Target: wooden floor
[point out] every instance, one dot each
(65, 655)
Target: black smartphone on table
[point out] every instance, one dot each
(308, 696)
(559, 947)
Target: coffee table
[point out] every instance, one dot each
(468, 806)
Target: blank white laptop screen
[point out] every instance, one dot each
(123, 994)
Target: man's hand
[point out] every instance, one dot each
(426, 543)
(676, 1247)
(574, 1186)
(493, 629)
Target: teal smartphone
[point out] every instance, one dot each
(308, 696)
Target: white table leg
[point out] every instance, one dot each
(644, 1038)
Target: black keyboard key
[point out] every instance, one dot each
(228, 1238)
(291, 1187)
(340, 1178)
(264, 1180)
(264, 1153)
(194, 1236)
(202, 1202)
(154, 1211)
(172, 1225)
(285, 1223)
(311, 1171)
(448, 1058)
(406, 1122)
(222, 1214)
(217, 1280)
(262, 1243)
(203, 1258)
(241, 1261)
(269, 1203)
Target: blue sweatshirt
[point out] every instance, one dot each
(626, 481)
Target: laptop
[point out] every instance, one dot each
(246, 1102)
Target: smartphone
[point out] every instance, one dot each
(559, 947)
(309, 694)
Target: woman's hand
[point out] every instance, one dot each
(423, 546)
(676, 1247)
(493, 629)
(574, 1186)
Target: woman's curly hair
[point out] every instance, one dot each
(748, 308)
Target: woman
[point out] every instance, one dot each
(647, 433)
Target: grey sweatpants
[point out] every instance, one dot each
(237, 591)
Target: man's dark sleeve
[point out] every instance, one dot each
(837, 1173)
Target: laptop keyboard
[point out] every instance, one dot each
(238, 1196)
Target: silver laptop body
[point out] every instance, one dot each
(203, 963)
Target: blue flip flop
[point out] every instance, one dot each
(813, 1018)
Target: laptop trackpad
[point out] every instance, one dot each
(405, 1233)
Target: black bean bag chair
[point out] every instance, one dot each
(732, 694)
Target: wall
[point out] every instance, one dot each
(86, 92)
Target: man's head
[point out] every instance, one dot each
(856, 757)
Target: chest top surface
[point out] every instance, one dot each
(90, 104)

--- --- ---

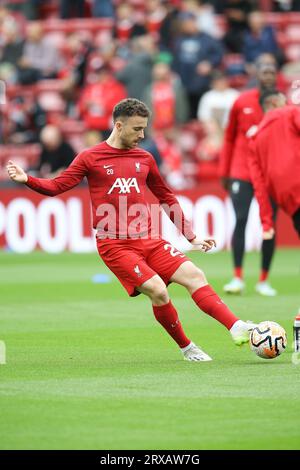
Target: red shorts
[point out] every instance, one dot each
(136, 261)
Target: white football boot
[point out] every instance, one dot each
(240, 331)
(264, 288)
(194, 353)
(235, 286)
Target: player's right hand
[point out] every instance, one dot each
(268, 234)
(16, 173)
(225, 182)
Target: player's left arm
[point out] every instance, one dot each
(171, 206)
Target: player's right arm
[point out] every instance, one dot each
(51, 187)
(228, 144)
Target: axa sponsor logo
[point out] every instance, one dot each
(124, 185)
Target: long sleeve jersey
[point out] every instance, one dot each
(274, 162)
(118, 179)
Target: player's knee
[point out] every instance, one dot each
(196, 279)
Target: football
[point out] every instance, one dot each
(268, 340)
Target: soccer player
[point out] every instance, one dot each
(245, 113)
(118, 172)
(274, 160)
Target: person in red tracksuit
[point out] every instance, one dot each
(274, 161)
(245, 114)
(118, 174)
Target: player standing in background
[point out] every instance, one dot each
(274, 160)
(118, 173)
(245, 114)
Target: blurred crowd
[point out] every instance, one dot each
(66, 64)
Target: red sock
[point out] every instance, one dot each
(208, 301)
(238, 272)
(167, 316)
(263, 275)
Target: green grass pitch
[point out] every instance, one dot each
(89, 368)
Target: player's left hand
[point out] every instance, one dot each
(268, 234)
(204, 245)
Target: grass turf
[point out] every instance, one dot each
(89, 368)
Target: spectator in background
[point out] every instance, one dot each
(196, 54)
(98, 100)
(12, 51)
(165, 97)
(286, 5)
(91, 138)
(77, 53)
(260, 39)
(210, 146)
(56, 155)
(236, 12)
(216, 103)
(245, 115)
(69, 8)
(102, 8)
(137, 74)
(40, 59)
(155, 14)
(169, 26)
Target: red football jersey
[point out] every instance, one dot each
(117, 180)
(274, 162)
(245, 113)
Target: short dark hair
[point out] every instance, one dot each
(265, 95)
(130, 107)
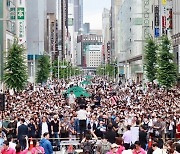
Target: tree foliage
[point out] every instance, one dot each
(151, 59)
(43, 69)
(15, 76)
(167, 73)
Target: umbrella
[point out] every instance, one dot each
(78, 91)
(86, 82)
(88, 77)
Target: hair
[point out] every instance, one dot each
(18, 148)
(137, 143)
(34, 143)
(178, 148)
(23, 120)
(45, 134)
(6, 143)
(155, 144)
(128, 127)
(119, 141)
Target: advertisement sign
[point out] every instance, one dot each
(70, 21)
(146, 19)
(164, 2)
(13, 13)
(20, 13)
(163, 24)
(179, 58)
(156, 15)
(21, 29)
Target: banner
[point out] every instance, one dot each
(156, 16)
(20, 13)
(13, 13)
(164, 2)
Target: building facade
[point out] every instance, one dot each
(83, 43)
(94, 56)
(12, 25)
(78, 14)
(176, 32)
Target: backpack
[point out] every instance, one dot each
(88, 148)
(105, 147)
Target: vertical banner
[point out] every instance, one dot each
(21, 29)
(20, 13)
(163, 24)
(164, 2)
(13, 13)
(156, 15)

--- --- ---

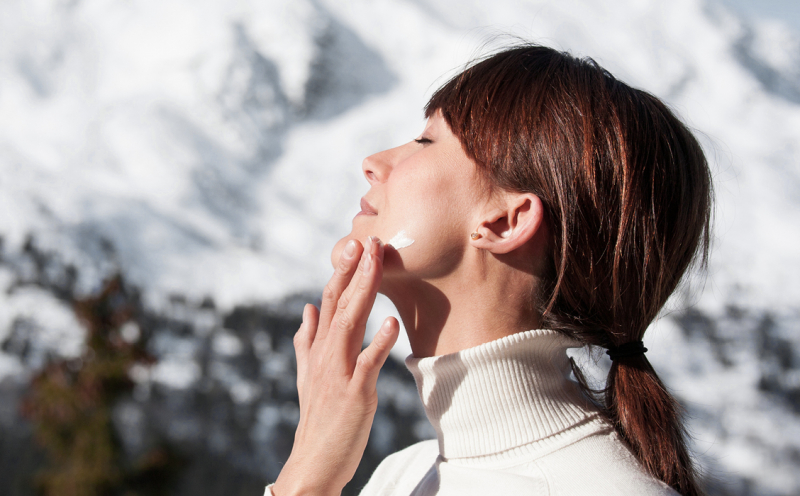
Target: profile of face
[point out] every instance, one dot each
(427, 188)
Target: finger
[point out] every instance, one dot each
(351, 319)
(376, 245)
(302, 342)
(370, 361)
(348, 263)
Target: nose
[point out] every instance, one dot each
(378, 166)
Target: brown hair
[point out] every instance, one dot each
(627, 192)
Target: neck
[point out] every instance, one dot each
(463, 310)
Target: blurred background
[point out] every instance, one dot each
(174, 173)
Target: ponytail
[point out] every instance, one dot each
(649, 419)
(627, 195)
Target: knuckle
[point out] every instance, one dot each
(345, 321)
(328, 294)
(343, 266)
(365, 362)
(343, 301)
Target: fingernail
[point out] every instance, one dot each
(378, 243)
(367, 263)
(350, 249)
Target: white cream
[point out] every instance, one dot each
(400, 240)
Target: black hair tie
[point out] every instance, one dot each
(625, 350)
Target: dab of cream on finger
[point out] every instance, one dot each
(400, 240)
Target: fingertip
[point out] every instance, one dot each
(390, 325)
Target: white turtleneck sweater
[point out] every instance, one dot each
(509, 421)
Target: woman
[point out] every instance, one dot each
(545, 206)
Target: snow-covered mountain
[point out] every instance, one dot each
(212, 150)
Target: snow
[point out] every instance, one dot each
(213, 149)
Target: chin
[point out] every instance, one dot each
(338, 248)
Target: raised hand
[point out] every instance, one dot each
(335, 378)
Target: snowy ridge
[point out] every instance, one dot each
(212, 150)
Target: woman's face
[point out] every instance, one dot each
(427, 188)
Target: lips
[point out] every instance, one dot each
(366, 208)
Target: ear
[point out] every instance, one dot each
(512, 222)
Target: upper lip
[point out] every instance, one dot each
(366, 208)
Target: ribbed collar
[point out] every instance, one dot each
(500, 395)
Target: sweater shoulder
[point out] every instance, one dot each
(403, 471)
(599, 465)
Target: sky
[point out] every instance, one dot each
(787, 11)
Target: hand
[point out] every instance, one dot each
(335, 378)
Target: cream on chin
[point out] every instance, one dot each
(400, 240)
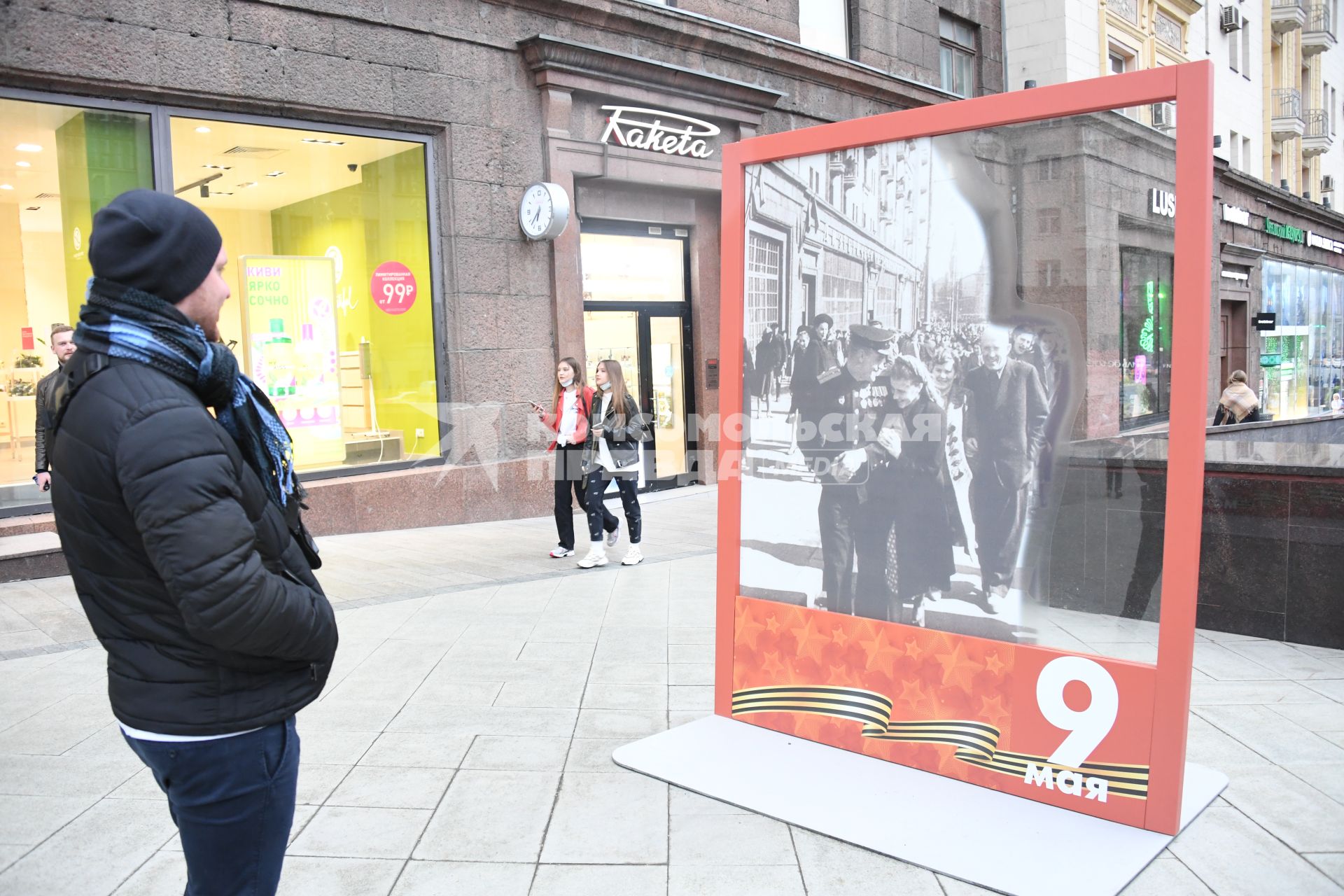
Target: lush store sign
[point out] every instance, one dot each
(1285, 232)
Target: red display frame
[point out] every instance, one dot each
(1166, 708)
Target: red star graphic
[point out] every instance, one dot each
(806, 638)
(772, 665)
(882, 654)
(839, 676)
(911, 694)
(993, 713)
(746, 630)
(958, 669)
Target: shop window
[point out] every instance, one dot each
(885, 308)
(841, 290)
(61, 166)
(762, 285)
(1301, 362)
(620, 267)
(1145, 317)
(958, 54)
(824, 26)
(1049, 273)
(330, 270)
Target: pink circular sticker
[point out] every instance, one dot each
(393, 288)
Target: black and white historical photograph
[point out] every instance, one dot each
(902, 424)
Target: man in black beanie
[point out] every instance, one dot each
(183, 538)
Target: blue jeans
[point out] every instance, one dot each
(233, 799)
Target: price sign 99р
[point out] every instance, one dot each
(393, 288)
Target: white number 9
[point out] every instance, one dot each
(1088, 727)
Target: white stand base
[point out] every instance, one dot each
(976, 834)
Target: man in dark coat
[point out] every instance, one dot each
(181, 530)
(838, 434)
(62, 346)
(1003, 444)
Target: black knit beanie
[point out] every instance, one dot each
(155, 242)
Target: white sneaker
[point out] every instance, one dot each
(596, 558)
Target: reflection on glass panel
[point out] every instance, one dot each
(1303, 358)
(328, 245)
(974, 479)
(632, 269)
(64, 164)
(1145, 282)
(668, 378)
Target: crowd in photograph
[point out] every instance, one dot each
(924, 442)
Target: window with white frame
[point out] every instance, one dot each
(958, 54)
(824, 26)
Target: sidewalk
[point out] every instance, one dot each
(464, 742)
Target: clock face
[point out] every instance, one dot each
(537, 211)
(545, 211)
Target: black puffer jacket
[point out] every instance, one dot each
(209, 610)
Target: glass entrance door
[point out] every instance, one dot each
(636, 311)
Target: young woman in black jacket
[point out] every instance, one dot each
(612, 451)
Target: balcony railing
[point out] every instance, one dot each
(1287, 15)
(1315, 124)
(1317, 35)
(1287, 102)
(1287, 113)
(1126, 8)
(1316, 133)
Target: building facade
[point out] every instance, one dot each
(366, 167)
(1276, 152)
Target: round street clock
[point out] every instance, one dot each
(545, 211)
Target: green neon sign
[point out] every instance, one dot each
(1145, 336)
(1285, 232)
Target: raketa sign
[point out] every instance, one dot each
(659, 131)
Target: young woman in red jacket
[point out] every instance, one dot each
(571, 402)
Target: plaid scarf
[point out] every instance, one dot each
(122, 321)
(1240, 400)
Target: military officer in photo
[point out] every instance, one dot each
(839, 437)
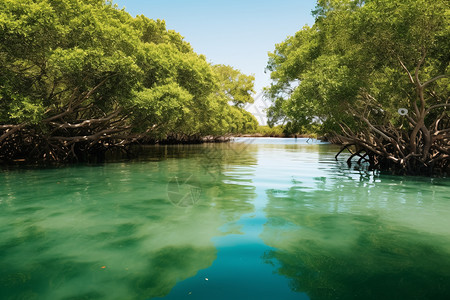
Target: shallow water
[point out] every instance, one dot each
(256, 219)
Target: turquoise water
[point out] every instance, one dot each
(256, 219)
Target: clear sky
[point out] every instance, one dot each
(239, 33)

--- --- ---

[SHORT TASK]:
Reproduce the entries verbatim, beginning with the line that contains "Target: man's hand" and stopping after the line that contains "(644, 1038)", with both of those lines included.

[ANSWER TO THE PROBLEM]:
Target: man's hand
[point out] every instance, one dot each
(426, 543)
(676, 1247)
(574, 1186)
(493, 629)
Target: teal smartphone
[point out] every instance, one dot each
(308, 696)
Target: white table leg
[point out] every instance, one dot each
(644, 1038)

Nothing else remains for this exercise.